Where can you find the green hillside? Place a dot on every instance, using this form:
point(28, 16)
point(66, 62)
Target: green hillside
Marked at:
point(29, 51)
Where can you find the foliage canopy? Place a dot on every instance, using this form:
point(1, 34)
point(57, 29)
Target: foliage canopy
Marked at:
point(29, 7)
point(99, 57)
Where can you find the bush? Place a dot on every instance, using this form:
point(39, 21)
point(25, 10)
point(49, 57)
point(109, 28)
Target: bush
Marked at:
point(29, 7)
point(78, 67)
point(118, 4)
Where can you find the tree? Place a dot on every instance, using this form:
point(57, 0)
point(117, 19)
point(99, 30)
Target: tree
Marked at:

_____

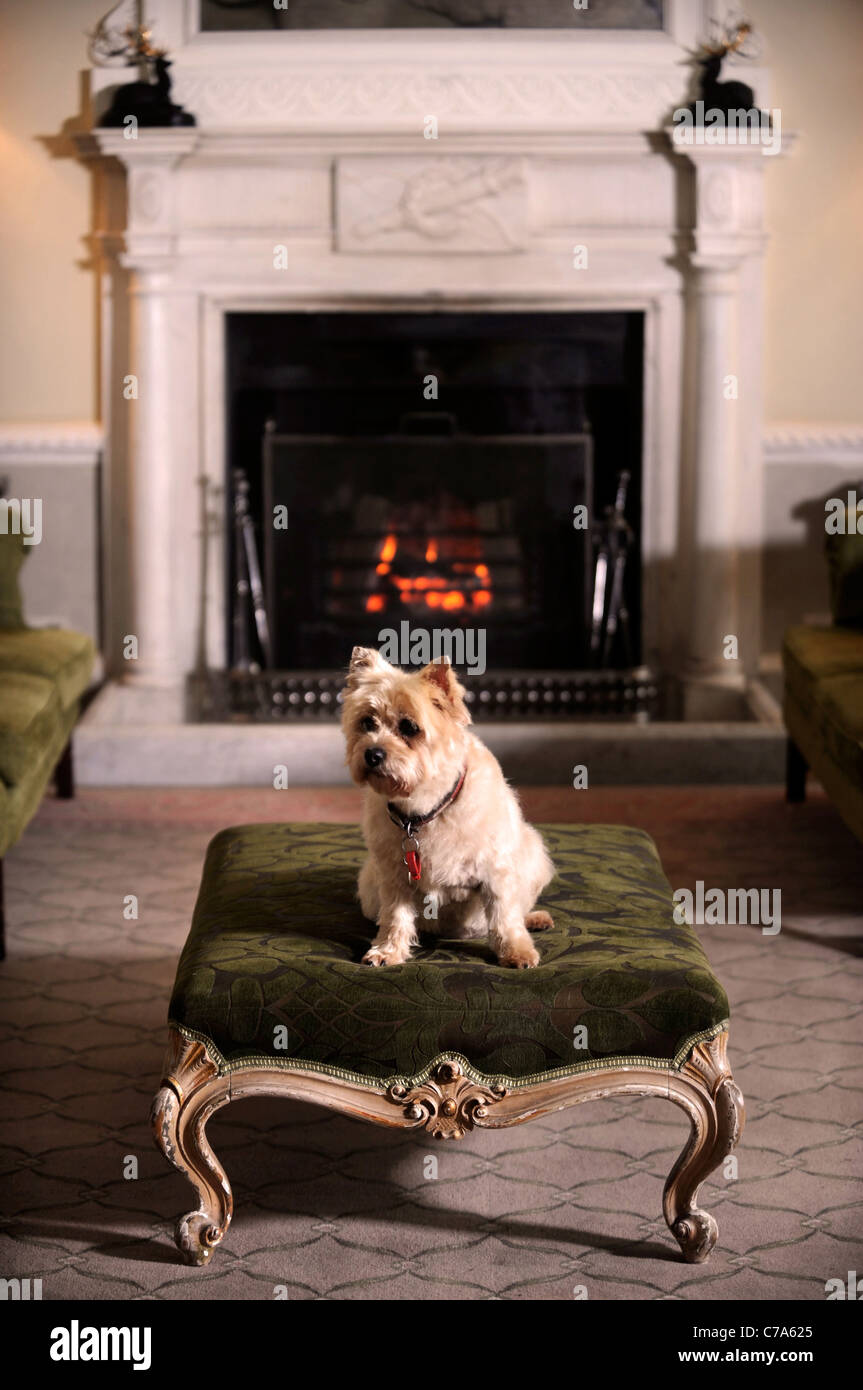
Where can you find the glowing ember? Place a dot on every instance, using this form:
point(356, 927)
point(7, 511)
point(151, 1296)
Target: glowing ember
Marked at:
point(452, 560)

_____

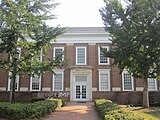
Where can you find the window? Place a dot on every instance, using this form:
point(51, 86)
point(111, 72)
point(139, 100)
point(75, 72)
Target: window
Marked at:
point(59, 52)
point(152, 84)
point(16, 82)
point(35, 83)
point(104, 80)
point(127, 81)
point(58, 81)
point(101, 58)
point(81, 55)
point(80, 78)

_____

* _PROBLEM DETAILS_
Put the stretch of the records from the line containing "Where can you find the bush?" through the line containing "point(118, 4)" into a Markdown table with the columns n and Line, one row per line, with blank lines omitted.

* _TASK RESPONSE_
| n | Line |
|---|---|
| 1 | Where can you find the bush? Place a dot on every instance, using this form: |
| 2 | point(39, 21) |
| 3 | point(25, 10) |
| 4 | point(49, 57) |
| 5 | point(109, 28) |
| 6 | Target: bush |
| 7 | Marked at: |
| 8 | point(29, 7) |
| 9 | point(78, 67) |
| 10 | point(118, 4) |